- WHAT THE TASK REQUIRES:
Format every line of the material below as a numbered list, skipping any blank lines.

Recorded data

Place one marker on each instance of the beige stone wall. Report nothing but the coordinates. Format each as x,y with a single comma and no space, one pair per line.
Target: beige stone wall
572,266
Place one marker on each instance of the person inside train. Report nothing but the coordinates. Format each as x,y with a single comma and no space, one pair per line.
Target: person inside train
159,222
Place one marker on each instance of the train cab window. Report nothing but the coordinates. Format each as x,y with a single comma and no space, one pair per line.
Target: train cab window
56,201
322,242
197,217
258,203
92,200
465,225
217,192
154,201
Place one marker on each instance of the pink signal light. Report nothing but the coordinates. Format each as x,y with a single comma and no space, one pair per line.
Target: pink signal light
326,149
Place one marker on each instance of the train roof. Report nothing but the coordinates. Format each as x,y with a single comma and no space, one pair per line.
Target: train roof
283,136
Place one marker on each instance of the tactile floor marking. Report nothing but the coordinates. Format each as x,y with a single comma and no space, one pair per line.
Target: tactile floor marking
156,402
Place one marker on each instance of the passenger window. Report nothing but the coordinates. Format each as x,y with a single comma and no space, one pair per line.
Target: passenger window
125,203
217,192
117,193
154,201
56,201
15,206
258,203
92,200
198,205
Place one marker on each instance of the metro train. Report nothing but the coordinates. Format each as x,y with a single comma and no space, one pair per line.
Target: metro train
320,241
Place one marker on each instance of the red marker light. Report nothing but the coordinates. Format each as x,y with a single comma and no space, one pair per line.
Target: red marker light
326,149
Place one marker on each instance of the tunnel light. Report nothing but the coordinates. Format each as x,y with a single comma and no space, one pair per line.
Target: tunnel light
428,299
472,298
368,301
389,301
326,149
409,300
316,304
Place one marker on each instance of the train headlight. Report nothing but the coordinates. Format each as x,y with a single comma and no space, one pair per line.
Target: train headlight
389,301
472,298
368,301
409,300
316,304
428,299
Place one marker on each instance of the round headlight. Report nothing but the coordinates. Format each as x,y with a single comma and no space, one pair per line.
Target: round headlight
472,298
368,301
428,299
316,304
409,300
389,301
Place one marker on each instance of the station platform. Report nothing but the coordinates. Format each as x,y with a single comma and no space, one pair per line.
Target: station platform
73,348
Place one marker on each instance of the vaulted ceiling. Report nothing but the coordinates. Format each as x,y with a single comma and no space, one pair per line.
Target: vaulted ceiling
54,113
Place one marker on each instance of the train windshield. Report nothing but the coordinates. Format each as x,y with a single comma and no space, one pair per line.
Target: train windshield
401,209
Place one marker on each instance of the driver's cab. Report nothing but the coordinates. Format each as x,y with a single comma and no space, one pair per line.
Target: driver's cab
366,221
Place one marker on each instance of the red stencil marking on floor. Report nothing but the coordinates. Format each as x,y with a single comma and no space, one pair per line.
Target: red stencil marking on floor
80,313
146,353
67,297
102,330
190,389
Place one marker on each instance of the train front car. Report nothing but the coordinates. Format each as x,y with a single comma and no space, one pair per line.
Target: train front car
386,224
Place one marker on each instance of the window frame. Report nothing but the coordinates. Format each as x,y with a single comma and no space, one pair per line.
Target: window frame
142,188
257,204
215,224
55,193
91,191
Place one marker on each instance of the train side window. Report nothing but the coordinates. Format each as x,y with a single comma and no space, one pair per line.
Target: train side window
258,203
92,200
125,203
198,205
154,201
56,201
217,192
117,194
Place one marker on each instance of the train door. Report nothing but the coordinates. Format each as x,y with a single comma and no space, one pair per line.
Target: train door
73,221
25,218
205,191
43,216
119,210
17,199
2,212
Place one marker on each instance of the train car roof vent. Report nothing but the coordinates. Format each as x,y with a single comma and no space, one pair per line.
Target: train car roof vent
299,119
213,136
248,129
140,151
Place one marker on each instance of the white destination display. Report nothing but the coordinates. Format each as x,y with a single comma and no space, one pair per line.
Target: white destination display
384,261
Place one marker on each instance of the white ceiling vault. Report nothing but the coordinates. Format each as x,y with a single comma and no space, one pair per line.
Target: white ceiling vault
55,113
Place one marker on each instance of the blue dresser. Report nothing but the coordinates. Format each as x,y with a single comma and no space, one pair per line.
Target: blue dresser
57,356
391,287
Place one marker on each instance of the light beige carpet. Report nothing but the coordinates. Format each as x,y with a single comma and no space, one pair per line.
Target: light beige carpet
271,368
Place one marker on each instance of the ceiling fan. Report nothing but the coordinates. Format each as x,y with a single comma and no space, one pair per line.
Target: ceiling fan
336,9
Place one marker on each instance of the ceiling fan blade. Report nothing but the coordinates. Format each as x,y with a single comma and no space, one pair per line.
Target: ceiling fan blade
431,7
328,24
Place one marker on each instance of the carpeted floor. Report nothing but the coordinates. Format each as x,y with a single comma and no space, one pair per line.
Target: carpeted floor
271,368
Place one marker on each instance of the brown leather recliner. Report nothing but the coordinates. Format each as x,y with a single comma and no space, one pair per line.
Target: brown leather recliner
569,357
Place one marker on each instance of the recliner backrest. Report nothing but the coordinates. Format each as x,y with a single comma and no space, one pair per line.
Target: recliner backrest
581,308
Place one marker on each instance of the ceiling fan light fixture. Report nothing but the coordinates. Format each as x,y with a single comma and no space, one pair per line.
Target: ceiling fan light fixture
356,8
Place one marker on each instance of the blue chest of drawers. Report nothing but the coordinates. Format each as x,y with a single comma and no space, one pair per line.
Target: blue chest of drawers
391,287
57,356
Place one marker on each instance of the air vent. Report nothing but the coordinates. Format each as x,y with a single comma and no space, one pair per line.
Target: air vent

- RESPONSE BELOW:
1. Place one marker on each instance of the beige stone wall. Report nothing but the coordinates. Format each as x,y with a single comma and no space, one pair per line.
2. Target: beige stone wall
3. 572,266
4. Place one marker on each instance of the person inside train. Report nothing but the coordinates. Format each as x,y with a single comma and no space, one pair per line.
5. Target: person inside train
6. 159,222
7. Place one marker on each instance of the train cab window. Report nothing but the coordinates. Format each as x,y with a single comma and no space, one pair per line.
8. Target: train cab window
9. 56,201
10. 322,242
11. 197,217
12. 258,203
13. 92,200
14. 465,225
15. 217,192
16. 154,201
17. Place one marker on each instance of the pink signal light. Report nothing but the coordinates. Format each as x,y with a single comma and no space, one pair per line.
18. Target: pink signal light
19. 326,149
20. Place one marker on each instance of the train roof. Report nothing but the coordinates. Format each as x,y with a single comma and no space, one pair per line.
21. Target: train roof
22. 283,136
23. Place one marker on each instance of the tactile floor marking. Report nothing but the coordinates. Format each as x,y with a single comma and no space, one pair per line.
24. Target: tactile floor marking
25. 156,402
26. Place one marker on each instance of the passenger window. Report nothing but the coordinates. Format each as x,y with a single comma and no space, one pair per line.
27. Target: passenger window
28. 125,203
29. 217,192
30. 117,193
31. 154,201
32. 56,201
33. 15,206
34. 258,203
35. 92,200
36. 198,205
37. Place one marker on each instance of the metro train. Report nothing but the coordinates. Format each as x,y with a single comma and no space, one pair per line.
38. Target: metro train
39. 320,241
40. Place one marker on each instance of the red marker light. Report nothing but the coordinates. Format each as x,y with a single comma and no space, one pair per line.
41. Target: red marker light
42. 326,149
43. Place one marker on each instance of the tunnel light. Report nothing but the coordinates. Format each as x,y with a single comma and no space, one pair per line.
44. Target: tunnel light
45. 428,299
46. 472,298
47. 368,301
48. 389,301
49. 326,149
50. 409,300
51. 316,304
52. Place one marker on each instance of the train headlight. Report nothing but the coordinates. Format each as x,y with a single comma and no space, one pair per line.
53. Target: train headlight
54. 389,301
55. 472,298
56. 368,301
57. 409,300
58. 316,304
59. 428,299
60. Place one marker on each instance of the round headlight. Report nothing but the coordinates. Format each as x,y with a single comma and no space, one pair per line.
61. Target: round headlight
62. 472,298
63. 368,301
64. 428,299
65. 316,304
66. 409,300
67. 389,301
68. Place one marker on each instance of the station platform. Report nothing but the coordinates. Format each as x,y with a single comma and no space, one pair per line.
69. Target: station platform
70. 73,348
71. Place one marker on each instance of the vaulted ceiling. Report nothing but the coordinates. Format each as x,y with a single comma and no space, one pair per line.
72. Target: vaulted ceiling
73. 54,113
74. Place one marker on each instance of the train windshield. Report nothing but the coordinates. Format each as x,y with a single comma and no space, one pair per line.
75. Target: train windshield
76. 401,209
77. Place one marker on each instance of the driver's cab. Report nothing but the coordinates. Format each as x,y with a single comma and no space, one pair per line.
78. Target: driver's cab
79. 366,221
80. Place one marker on each instance of the red stencil marking on floor. Report nothing but the coordinates. Format each as x,y with a single comma and no space, one pair per line.
81. Target: red stencil marking on floor
82. 80,313
83. 146,353
84. 67,297
85. 102,330
86. 190,389
87. Place one marker on each instance of the train front car. Report nothing but the coordinates. Format each as x,y with a single comma and no space, one pair per line.
88. Target: train front car
89. 386,224
90. Place one marker on each instance of the window frame. Report nothing but the coordinates. Format each as x,y with a single comma and no space, one pair per line.
91. Target: window frame
92. 142,188
93. 257,204
94. 215,224
95. 55,193
96. 91,191
97. Place one marker on each instance of the train side window. Report nothing but the coordinates. Format each as x,y with a single comma and no space, one pair per line.
98. Target: train side window
99. 258,203
100. 92,200
101. 125,203
102. 198,205
103. 154,201
104. 56,201
105. 217,192
106. 117,194
107. Place one marker on each instance of the train door. Report nothing but the coordinates. Format each as x,y with a single comma and no space, one pair per line.
108. Target: train door
109. 73,221
110. 25,218
111. 205,191
112. 43,216
113. 119,210
114. 17,199
115. 2,212
116. Place one marker on each instance of the train car roof vent. Report nothing but the coordinates. Format each as x,y with a single comma and no space, one pair per line.
117. Target: train car roof vent
118. 299,119
119. 213,136
120. 248,129
121. 140,151
122. Place one marker on each instance of the white destination display. Report nothing but the coordinates. Format each as x,y with a single comma and no space, one pair per line.
123. Target: white destination display
124. 384,261
125. Place one marker on each instance of the white ceiling vault. Report nothing but the coordinates. Format each as x,y with a single comma and no space, one pair per line.
126. Target: white ceiling vault
127. 55,113
128. Place one marker on each instance of the blue dresser. Report nothing but the coordinates. Format each as x,y with a single comma and no space, one pair per line.
129. Target: blue dresser
130. 57,356
131. 391,287
132. Place one marker on each instance of the light beige carpet. Report nothing but the coordinates. Format each as x,y with a single comma and no space, one pair per line.
133. Target: light beige carpet
134. 271,368
135. Place one marker on each instance of the ceiling fan. Report nothing but the coordinates. Format each as x,y with a single comma and no space, one pair per line.
136. Target: ceiling fan
137. 336,9
138. Place one marker on each instance of the ceiling fan blade. Report nothing but the coordinates. Format each as x,y with a single comma and no space, one pair per line.
139. Target: ceiling fan blade
140. 431,7
141. 328,24
142. Place one marker on each instance of the carpeted floor. Report nothing but the coordinates. Format each as x,y with a single comma and no space, one pair per line.
143. Target: carpeted floor
144. 271,368
145. Place one marker on each instance of the brown leather recliner. Report nothing but the coordinates. Format each as x,y with a single comma and no space, one pair per line.
146. Target: brown leather recliner
147. 569,357
148. Place one marker on each instance of the recliner backrest. Report nothing but the coordinates. Format each as x,y with a single comma and no space, one pair per line.
149. Target: recliner backrest
150. 581,308
151. Place one marker on each instance of the ceiling fan light fixture. Report nothing but the coordinates. Format each as x,y with a single comma and no space, one pair per line.
152. Target: ceiling fan light fixture
153. 356,8
154. Place one marker on each instance of the blue chest of drawers. Report nothing but the coordinates. Format each as x,y with a single comma and no space, one pair per line.
155. Target: blue chest of drawers
156. 391,287
157. 57,356
158. Place one marker on each instance of the air vent. Report nothing but the coordinates. Format each as x,y with a single comma and no space, one pair per line.
159. Target: air vent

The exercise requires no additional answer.